__EXTRACTED TEXT__
-=-=-=-=-

That happens with 80% who receive the vaccine, Biegler said, and 60% experience aches and a headache, both of which are considered mild symptoms.
“Everyone who’s gotten it in Sioux Falls says it’s not that bad,” Biegler said. “Anecdotally, front line workers are reporting no side effects or a sore arm.”
LeFebvre said he can’t wait to get vaccinated.
“As soon as I can get it, I’m going to get it,” he said.”I want to be able to protect my family. The science behind it is very good. This is our road back to normal.”
Legrand said she hasn’t yet signed up for a time slot to receive the vaccine. Instead, she elected to be on standby. Each container of vaccine has 10 doses inside, she said, so vaccinations are scheduled in increments of 10. If there’s a cancellation and someone needs to jump in, she’ll be there.

-=-=-=-=-

__DATA EXTRACT__
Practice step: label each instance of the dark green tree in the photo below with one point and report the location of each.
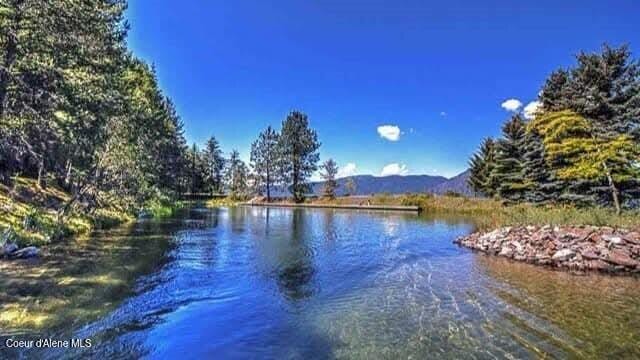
(329, 172)
(236, 176)
(480, 167)
(214, 163)
(264, 160)
(508, 169)
(298, 153)
(541, 183)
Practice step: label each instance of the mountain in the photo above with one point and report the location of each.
(396, 184)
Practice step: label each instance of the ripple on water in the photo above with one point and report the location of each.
(284, 283)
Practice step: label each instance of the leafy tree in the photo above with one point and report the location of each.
(214, 163)
(236, 176)
(480, 167)
(329, 171)
(264, 160)
(541, 185)
(586, 152)
(508, 168)
(299, 153)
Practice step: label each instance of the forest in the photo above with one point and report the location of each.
(581, 146)
(79, 111)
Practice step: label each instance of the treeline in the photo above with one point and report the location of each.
(78, 110)
(582, 144)
(283, 159)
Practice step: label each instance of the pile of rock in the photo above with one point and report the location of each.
(573, 247)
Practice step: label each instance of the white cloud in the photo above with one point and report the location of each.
(511, 105)
(389, 132)
(394, 169)
(347, 170)
(531, 109)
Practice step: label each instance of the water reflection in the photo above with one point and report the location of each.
(593, 316)
(284, 283)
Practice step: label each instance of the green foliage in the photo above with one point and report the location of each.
(264, 160)
(582, 149)
(298, 153)
(509, 154)
(329, 172)
(350, 187)
(237, 176)
(481, 167)
(586, 153)
(214, 165)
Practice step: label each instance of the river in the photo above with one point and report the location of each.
(274, 283)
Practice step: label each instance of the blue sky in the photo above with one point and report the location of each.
(438, 72)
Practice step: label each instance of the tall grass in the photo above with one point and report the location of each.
(488, 213)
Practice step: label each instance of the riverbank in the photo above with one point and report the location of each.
(28, 215)
(486, 214)
(580, 248)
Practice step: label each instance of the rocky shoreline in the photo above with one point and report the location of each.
(579, 248)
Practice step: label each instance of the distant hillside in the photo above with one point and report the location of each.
(368, 184)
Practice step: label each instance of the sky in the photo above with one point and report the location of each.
(391, 87)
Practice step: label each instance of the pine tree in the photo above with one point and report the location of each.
(329, 172)
(264, 160)
(604, 87)
(214, 163)
(350, 187)
(480, 166)
(299, 153)
(236, 176)
(584, 152)
(507, 172)
(541, 185)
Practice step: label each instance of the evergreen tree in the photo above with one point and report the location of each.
(541, 185)
(214, 162)
(587, 153)
(299, 153)
(264, 160)
(481, 165)
(350, 187)
(604, 88)
(236, 176)
(329, 171)
(508, 169)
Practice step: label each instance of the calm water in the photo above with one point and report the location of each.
(317, 284)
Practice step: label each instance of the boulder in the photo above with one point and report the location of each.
(615, 240)
(621, 257)
(7, 249)
(563, 255)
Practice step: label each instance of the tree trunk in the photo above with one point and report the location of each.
(67, 176)
(268, 187)
(614, 190)
(40, 181)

-=-=-=-=-

__TASKS FOR THIS EXERCISE__
1 > In the vaccine text, how many doses does each container of vaccine hold?
2 > Pick up the vaccine text after its final sentence and keep it going.

__ANSWERS TO THIS EXERCISE__
1 > Each container holds 10 doses.

2 >
After months of the virus circulating, Biegler said that by now everyone is likely to have a story about a parent or relative who has had COVID-19 and doesn’t feel well now. That might convince people to get the vaccine.
“I just want to get this vaccine and get back to normal,” he said. “It’s going to take a vaccine to get things better. I don’t see it going away until 70% of the population gets it.”
Biegler said he has elderly patients who are scared of getting COVID-19 and dying.
“I want to get it as an example for my patients,” he said. “I want to get it before I see my in-laws for Christmas.”
A painless shot
Both Biegler and LeFebvre received shots at Avera’s first distribution event Tuesday evening. Both said the shots were painless, and neither had any adverse reactions, according to comments sent by email through Avera’s media relations.
Biegler compared the experience to that of receiving a flu shot. He said he there was a feeling of pure joy after receiving the shot.
“I’m just grateful. But also feeling a little guilty,” he said about being among the first to get vaccinated. “There’s a combination of guilt and gratefulness. I wish everyone could get it. But once we break the seal on this, I think it’s going to go pretty well.”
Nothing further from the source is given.